» **Exercise goal**: Exactly reproduce all the records, keeping pictures out of the copy.

» **Dataset records**:

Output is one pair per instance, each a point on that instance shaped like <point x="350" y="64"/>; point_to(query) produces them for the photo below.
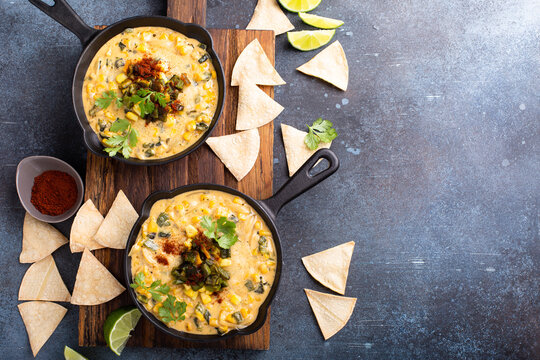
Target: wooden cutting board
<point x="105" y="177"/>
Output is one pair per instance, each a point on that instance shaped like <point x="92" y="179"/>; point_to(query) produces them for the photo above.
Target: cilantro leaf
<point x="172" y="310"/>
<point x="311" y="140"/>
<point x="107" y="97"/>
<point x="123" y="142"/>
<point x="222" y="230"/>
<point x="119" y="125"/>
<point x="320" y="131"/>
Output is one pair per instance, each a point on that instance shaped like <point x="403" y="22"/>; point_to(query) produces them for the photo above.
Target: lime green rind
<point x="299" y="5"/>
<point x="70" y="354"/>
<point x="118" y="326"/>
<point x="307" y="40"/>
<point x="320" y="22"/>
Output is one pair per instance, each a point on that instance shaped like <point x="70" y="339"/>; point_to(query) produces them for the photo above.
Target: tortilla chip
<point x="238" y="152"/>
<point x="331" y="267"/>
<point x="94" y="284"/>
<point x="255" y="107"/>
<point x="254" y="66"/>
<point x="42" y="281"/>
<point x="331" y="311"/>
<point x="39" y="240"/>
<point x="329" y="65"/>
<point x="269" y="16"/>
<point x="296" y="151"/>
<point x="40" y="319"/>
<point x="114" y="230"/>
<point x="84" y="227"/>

» **Result**:
Output is one pair per instance, each a point on that instance shaped like <point x="350" y="64"/>; point_to(query) produces them for the photo below.
Target: wooden cutting board
<point x="105" y="177"/>
Output is one pair per instance, each a point on that instance shaped like <point x="92" y="179"/>; point_to(query) produces them for the photo above.
Target: cilantro leaf
<point x="172" y="310"/>
<point x="311" y="140"/>
<point x="107" y="97"/>
<point x="123" y="142"/>
<point x="222" y="230"/>
<point x="119" y="125"/>
<point x="320" y="131"/>
Output is one pair per instance, each a point on that instance shaped like <point x="403" y="22"/>; point_to(query) produces them for the photo above.
Target: lime green rind
<point x="299" y="5"/>
<point x="70" y="354"/>
<point x="118" y="326"/>
<point x="307" y="40"/>
<point x="320" y="22"/>
Output is one pair per instance, each a point on that instance shaped like <point x="70" y="339"/>; point_to(query) produces them for the photo above.
Target: tortilla chip
<point x="238" y="152"/>
<point x="331" y="267"/>
<point x="94" y="284"/>
<point x="255" y="107"/>
<point x="254" y="66"/>
<point x="42" y="281"/>
<point x="331" y="311"/>
<point x="39" y="240"/>
<point x="329" y="65"/>
<point x="269" y="16"/>
<point x="296" y="151"/>
<point x="40" y="319"/>
<point x="114" y="230"/>
<point x="84" y="227"/>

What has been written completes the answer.